→ Stated goal
Pull out, word for word, the lines of the material below, from the line containing "form [(51, 181)]." through the line containing "[(171, 331), (245, 345)]", including both of those lines.

*****

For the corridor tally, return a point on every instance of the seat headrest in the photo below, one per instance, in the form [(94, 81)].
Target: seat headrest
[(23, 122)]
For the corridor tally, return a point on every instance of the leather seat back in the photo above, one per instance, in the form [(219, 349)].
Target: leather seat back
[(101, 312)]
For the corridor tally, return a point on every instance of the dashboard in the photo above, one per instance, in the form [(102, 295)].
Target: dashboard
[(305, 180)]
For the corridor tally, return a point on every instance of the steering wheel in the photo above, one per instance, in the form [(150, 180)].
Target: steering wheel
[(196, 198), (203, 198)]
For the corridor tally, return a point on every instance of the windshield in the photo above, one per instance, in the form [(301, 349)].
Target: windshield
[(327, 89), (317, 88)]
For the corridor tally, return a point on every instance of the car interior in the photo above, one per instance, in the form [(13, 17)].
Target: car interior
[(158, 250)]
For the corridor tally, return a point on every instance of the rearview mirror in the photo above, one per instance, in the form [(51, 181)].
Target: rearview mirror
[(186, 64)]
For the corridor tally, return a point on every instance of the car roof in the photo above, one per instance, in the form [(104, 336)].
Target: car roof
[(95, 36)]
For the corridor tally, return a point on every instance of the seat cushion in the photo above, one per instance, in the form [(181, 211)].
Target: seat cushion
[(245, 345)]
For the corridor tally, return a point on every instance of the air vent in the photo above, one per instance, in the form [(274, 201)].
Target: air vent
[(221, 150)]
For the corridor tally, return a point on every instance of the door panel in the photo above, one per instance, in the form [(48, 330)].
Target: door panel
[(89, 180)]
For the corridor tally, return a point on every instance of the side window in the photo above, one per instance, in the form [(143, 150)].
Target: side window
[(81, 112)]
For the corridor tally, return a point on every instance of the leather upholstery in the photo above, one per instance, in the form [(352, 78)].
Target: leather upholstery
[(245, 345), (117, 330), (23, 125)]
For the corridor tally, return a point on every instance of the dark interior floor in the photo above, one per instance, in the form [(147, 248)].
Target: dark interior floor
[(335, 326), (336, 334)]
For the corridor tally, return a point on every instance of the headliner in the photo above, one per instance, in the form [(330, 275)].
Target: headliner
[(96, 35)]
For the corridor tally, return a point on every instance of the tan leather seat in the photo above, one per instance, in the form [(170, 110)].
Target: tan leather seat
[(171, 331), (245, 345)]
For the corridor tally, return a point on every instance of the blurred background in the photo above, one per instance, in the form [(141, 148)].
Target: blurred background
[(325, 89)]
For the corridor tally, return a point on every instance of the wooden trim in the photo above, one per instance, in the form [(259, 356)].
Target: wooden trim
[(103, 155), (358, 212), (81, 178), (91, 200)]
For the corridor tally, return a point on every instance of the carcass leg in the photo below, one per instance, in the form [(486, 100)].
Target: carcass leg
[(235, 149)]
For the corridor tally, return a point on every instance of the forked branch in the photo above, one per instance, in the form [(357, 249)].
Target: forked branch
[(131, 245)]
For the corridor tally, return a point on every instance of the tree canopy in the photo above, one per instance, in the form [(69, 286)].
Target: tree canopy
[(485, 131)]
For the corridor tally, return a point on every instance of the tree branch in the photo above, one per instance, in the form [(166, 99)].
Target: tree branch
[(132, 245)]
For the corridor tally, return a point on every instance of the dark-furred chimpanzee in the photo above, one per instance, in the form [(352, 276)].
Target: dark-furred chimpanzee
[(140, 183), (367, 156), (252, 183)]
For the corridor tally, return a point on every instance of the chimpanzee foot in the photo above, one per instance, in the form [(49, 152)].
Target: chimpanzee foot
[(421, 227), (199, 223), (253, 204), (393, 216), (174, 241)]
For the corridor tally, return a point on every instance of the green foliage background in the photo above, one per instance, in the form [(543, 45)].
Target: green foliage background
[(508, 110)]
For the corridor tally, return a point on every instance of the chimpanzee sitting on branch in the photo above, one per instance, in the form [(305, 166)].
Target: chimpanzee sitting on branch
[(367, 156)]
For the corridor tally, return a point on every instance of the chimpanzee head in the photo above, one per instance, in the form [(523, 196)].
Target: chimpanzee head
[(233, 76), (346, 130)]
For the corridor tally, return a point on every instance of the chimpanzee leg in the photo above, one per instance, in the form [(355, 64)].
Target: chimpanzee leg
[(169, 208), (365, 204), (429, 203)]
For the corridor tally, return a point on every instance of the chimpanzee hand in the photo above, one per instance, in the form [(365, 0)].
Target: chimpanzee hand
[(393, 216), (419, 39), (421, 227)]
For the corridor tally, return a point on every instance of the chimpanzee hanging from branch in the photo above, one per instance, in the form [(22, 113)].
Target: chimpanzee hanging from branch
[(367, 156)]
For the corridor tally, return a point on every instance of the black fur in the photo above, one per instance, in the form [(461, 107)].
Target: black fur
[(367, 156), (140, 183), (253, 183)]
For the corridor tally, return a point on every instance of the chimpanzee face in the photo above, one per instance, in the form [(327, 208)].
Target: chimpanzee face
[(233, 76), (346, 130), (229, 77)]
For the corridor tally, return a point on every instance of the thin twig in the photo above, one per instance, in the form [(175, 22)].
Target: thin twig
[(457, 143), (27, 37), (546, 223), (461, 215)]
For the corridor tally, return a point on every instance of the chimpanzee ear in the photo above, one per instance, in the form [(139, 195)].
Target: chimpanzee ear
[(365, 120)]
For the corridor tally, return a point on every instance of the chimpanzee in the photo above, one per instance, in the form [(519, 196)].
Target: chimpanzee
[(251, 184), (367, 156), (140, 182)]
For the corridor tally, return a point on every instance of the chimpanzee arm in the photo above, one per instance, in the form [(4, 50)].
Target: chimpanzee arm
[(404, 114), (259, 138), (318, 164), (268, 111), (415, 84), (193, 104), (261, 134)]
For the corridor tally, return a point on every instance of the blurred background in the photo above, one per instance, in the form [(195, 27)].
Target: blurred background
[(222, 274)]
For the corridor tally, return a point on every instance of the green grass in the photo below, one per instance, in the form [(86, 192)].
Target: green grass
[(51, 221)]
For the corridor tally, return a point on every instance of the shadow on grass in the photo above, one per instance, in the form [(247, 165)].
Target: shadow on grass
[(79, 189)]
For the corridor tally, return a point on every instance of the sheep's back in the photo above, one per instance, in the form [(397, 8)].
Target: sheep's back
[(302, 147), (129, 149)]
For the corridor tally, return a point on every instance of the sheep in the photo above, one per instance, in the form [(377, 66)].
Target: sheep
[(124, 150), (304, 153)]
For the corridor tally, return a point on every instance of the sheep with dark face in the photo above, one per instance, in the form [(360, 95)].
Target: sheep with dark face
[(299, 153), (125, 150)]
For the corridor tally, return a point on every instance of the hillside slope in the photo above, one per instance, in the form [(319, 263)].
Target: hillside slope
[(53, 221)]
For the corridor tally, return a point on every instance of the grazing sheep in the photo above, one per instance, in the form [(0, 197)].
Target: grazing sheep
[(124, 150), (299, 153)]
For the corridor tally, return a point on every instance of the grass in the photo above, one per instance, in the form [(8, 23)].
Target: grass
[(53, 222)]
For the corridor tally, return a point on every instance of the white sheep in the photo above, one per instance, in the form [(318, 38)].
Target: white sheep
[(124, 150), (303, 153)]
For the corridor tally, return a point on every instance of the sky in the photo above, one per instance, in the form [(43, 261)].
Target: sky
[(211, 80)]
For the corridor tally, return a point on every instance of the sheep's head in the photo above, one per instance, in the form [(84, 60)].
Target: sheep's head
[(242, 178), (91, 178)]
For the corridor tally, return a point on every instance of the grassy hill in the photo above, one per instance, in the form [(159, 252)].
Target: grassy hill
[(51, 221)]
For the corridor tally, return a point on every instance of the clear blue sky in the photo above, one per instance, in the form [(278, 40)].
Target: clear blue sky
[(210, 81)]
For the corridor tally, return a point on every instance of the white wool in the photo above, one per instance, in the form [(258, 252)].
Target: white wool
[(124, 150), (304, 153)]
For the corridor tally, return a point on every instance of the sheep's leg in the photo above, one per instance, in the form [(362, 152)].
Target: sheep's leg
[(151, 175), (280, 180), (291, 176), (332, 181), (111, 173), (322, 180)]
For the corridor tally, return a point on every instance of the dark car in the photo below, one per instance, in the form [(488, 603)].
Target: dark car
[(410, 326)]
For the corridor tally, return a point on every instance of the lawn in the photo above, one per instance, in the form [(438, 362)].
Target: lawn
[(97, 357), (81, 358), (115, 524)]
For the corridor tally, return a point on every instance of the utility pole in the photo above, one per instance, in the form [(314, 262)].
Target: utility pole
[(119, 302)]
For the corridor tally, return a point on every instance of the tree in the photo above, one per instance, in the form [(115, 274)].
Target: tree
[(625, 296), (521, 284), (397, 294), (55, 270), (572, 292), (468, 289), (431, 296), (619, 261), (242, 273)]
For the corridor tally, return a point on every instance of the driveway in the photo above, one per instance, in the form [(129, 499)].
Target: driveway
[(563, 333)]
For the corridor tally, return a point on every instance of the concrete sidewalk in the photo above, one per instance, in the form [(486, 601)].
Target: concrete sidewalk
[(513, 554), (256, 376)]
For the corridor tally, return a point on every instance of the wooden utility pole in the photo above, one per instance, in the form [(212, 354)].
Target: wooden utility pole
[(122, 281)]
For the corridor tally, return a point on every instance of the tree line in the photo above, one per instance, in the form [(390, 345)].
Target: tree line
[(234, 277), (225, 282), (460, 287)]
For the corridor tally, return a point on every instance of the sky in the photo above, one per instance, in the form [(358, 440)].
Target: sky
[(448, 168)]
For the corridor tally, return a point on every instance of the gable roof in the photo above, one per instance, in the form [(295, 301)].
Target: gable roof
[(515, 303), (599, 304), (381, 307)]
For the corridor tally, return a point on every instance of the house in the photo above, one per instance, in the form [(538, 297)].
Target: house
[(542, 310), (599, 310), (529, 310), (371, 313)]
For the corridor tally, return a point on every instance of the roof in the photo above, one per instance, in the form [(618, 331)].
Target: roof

*****

→ The completed task
For the corridor tally, return a point on every instance of the rearview mirror in the photo above, one per instance, in the form [(51, 181)].
Target: rearview mirror
[(186, 64)]
For the corridor tally, return a point on every instance of the car roof in the photo above, one per instance, in the form [(104, 336)].
Target: car roof
[(95, 36)]
For the corridor tally, return a point on every instance of the seat cushion in the photo above, one per instance, in the form [(181, 211)].
Target: seat cushion
[(245, 345)]
For the corridor tally, return a point on every instance of the air vent in the photo above, one per instance, in the form [(274, 201)].
Target: air vent
[(221, 150)]
For the corridor tally, return a point on every instance of the door panel in the photo above, one per instance, in the form [(48, 330)].
Target: door panel
[(89, 180)]
For the corridor tally, return a point on every instance of the side window in the photo above, one per instance, in the form [(143, 150)].
Target: side window
[(81, 112)]
For the corridor tally, return a point on every instance of the leather upholstery in the photo above, one per instance, in the form [(352, 78)].
Target: leather upholstery
[(245, 345), (117, 330), (23, 125)]
For the corridor tally, return a point on every instance of the dark interior floor in the photo above, one per instance, in the form [(147, 248)].
Target: dark interior floor
[(335, 326), (336, 334)]
For the corridor tally, return a point on every instance of the headliner in the photo above, one per instance, in the form [(330, 275)].
Target: headliner
[(96, 35)]
For the corridor tally, return a point on every instance of the tan leather seat in the photo above, one per instance, in the form [(170, 110)].
Target: tan leather seat
[(171, 331), (245, 345)]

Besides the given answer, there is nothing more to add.